### Tugas Tertulis 1
Sebutkan semua pihak yang didoakan dalam kalimat sholawat dan salam pada teks dokumen tentang Sunnah dan Syiah.
### Tugas Tertulis 2
Ringkaslah paragraf yang diawali "Ketahuilah, semoga Allah menjagamu" dalam teks dokumen tentang Sunnah dan Syiah tanpa menghilangkan pokok isinya.
### Tugas Tertulis 3
Berikan lanjutan teks dokumen tentang Sunnah dan Syiah, dimulai setelah kalimat terakhir yang ditampilkan.

### Teks Dokumen
★ ★ ★ ★ ★

وَمَاخَلَقْتُ الْجِنَّ وَاْلإِنسَ إِلاَّلِيَعْبُدُونِ

وَمَاخَلَقْتُ الْجِنَّ وَاْلإِنسَ إِلاَّلِيَعْبُدُونِ

Selasa, 08 November 2011

Sunnah dan Syiah Bersatu? Mungkinkah?!

Segala puji yang sebenar-benarnya milik Alloh . Sholawat serta salam semoga selalu tercurah kepada Nabi yang tiada nabi setelahnya, kelurganya, para sahabatnya serta orang-orang yang seanantiasa mengikuti petunjuknya.

Ketahuilah, semoga Allah menjagamu dari berbuat jahil dan dari kejahilan orang-orang yang jahil. Saudariku telah ada di tengah-tengah kita orang-orang yang jahil yang menyeru kepada  pendekatan antara sunni-syiah. Sungguh bodoh apa yang mereka serukan, hal ini bak menyatukan susu dengan racun, takan ada satupun yang mau meminumnya. Mana mungkin seorang ahlussunnah yang beraqidah hanif akan bersatu dengan ahlu bid’ah beraqidah rusak.

★ ★ ★ ★ ★

### Daftar Data
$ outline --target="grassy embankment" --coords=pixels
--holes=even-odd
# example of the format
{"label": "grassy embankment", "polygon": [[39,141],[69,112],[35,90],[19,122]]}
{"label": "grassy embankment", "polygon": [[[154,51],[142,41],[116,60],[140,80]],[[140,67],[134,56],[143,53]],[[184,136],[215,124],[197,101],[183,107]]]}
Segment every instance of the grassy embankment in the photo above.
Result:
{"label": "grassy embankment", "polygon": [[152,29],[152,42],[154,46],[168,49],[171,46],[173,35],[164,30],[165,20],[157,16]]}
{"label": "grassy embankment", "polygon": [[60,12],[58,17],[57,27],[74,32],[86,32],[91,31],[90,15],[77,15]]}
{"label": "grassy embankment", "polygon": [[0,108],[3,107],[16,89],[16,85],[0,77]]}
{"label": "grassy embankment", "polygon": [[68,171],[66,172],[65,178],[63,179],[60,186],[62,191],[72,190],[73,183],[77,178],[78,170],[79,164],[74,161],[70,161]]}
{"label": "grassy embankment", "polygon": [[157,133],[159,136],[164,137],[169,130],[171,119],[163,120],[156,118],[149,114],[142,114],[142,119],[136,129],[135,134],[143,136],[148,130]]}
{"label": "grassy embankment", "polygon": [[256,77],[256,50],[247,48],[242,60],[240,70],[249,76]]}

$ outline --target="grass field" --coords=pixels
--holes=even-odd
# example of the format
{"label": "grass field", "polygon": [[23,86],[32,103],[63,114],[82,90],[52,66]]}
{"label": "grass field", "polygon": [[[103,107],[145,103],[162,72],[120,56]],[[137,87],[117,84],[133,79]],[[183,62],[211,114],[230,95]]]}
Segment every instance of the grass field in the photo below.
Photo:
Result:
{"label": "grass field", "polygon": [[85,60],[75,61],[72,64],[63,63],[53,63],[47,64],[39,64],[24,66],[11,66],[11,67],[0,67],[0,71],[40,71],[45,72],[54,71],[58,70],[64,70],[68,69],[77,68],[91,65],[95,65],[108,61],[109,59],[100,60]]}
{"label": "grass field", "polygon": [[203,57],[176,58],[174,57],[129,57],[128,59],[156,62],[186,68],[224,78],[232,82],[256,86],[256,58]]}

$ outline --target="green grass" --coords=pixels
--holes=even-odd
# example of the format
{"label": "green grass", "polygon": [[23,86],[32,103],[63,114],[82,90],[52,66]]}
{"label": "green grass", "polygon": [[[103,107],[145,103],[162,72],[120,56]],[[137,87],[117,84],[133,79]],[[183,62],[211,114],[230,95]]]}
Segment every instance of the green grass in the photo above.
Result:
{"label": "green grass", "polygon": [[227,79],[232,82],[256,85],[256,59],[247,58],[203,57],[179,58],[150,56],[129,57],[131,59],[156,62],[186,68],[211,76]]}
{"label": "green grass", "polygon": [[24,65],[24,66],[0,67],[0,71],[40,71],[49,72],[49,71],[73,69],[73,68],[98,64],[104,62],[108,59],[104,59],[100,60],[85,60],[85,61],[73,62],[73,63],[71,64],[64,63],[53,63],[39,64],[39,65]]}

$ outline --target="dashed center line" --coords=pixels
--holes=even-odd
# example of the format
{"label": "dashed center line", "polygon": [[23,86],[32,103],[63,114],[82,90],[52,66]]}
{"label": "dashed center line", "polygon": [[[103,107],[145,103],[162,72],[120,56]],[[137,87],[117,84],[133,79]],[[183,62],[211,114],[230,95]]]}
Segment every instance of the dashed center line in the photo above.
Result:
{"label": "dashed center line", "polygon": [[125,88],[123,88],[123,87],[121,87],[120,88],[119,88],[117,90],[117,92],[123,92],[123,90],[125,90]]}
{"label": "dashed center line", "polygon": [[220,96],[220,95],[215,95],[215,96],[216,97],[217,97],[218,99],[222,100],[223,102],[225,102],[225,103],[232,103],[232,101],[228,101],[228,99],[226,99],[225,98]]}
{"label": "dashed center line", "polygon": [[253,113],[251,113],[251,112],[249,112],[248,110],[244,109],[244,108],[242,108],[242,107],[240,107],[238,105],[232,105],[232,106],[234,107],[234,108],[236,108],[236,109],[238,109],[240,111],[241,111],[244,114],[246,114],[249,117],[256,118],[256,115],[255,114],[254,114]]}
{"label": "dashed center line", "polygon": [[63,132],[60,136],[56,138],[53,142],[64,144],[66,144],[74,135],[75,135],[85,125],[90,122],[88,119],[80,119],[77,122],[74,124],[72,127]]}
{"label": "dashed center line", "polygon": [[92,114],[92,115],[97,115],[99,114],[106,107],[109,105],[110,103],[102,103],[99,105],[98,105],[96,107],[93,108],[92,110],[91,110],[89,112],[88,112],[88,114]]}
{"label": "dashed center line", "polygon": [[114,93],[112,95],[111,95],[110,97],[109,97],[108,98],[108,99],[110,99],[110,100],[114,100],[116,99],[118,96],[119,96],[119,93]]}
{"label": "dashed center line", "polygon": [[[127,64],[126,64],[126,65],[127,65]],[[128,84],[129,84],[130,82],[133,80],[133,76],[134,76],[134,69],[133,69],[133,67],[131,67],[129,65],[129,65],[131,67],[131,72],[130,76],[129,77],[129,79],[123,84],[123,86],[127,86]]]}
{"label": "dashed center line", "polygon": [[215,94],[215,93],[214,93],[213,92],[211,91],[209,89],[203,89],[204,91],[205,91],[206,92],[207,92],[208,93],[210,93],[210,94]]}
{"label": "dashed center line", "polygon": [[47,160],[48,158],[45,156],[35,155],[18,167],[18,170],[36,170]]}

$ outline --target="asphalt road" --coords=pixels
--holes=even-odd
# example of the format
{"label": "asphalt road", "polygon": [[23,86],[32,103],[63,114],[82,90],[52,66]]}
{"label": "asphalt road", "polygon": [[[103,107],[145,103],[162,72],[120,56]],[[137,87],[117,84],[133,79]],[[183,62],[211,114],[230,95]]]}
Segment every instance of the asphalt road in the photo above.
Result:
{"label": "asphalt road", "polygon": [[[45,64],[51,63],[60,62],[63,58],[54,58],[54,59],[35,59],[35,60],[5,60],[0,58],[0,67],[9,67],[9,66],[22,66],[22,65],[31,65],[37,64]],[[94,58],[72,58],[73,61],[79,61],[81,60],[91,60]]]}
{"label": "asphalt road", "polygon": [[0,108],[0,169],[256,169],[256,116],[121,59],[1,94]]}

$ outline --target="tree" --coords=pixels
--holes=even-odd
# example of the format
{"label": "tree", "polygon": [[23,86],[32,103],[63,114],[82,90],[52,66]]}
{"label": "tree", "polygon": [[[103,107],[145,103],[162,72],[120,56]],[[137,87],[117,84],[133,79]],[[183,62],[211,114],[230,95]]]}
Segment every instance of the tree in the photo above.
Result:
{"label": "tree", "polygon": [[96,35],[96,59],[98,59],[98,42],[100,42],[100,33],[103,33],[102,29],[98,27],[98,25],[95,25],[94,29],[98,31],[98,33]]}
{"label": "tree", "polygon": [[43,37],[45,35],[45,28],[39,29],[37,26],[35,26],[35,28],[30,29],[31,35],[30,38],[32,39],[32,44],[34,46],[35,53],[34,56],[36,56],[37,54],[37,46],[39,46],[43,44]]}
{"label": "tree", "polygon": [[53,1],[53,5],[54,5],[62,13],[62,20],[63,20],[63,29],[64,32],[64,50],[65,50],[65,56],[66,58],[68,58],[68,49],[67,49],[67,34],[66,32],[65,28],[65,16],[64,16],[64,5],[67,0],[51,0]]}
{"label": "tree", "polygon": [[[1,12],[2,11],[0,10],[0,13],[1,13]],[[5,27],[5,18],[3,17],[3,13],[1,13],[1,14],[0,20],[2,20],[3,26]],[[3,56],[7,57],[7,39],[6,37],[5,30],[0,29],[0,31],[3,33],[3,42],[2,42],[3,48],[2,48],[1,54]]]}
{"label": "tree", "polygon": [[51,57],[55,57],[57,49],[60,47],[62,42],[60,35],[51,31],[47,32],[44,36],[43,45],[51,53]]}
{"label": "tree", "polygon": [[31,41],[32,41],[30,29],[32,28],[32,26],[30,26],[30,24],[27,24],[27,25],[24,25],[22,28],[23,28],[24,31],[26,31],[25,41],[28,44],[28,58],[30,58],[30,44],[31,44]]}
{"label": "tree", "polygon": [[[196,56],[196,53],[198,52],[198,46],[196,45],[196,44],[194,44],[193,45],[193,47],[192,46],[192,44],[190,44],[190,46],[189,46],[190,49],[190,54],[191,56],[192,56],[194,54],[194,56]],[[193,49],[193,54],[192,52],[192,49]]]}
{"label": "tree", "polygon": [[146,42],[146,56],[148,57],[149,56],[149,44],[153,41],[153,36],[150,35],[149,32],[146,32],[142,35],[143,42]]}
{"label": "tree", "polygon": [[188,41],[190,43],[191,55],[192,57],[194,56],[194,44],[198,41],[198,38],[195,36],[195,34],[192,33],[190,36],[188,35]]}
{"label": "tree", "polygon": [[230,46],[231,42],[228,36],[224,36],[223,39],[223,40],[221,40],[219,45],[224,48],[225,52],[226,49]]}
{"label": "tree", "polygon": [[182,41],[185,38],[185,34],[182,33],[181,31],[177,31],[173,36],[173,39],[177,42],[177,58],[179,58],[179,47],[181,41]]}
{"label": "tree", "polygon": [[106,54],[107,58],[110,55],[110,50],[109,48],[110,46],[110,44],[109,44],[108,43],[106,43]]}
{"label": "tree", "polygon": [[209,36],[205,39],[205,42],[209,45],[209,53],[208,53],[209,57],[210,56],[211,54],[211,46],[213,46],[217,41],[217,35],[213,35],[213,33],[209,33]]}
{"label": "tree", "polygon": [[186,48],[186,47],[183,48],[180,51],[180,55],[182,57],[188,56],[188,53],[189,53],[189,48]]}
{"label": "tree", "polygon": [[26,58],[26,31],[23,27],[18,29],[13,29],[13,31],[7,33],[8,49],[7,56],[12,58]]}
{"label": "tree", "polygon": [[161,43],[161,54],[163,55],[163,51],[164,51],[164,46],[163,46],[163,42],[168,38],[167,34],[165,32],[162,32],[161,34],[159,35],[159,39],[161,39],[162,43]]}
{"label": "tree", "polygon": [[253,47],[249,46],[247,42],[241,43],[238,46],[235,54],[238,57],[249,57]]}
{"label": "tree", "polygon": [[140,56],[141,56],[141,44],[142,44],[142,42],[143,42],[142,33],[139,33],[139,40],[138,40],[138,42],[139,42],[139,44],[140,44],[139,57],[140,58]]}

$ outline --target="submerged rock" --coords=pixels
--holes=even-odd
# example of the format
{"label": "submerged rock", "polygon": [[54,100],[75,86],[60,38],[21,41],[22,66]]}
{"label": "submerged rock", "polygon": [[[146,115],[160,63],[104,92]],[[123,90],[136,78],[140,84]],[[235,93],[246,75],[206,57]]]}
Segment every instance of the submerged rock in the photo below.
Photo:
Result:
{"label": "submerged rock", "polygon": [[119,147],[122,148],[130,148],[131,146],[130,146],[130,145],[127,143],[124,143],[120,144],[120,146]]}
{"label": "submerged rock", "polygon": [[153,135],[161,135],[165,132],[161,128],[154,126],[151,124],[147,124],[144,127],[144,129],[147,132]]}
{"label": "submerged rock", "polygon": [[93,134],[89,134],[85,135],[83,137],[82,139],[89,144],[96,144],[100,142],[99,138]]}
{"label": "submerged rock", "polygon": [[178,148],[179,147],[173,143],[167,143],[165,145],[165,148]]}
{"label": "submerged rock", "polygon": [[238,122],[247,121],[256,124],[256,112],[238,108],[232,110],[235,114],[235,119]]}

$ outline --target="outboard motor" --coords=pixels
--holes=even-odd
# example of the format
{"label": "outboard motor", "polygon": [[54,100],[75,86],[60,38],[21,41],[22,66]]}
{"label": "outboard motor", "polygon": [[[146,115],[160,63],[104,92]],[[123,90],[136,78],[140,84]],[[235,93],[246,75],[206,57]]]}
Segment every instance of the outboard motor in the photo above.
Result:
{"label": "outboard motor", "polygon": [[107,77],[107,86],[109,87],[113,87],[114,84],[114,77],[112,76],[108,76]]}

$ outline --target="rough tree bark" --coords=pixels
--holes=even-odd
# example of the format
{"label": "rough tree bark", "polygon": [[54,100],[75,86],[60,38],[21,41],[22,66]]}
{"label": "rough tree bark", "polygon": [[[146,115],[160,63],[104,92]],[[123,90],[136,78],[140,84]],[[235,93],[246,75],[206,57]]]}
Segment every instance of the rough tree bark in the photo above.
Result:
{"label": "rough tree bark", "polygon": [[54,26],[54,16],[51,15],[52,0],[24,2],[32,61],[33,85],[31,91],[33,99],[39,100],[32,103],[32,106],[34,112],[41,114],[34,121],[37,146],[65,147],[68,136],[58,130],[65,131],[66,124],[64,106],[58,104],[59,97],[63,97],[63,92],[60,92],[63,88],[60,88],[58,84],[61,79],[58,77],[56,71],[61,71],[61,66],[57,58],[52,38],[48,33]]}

★ ★ ★ ★ ★

### Hasil Tugas 1
- Nabi yang tiada nabi setelahnya
- keluarga Nabi
- para sahabat Nabi
- orang-orang yang senantiasa mengikuti petunjuk Nabi

### Hasil Tugas 2
Penulis mendoakan pembaca agar dijaga dari kejahilan. Penulis lalu menyatakan bahwa ada orang-orang jahil yang menyerukan pendekatan antara sunni dan syiah. Menurut penulis, seruan itu bodoh, seperti menyatukan susu dengan racun yang tidak akan diminum siapa pun. Alasannya, ahlussunnah yang beraqidah hanif tidak mungkin bersatu dengan ahlu bid'ah yang beraqidah rusak.

### Hasil Tugas 3
Saudaraku, semoga Alloh memberikan petunjuk kepadamu untuk taat kepada-Nya. Risalah singkat ini saya salin dari salah satu bab dalam Syarah Ushulus Sunnah Imam ahmad bin Hanbal yang disarah oleh Syaikh walid Bin Muhammad Nubaih. Dalam risalah ini akan dibahas tentang kesesatan Syiah, Perbandingan antara Syiah dan ahlu kitab serta Bantahan terhadap mereka yang menyeru kepada pendekatan sunni-syiah.

Kesesatan Syiah
Imam Ahmad bin hanbal berkata dalam ushulus sunnah pada pon ke-44, “Barangsiapa yang mencela salah seorang sahabat Rosululloh shollallohu ‘alaihi wasallam atau membencinya karena suatu kesalahan darinya, atau menyebutkan kejelekan-kejelekannya, maka dia adalah seorang ahlu bid’ah, (dan dia akan tetap seorang ahlu bid'ah) hingga dia menyayangi mereka semua dan hatinya bersih dari (sikap membenci atau mencela) mereka.”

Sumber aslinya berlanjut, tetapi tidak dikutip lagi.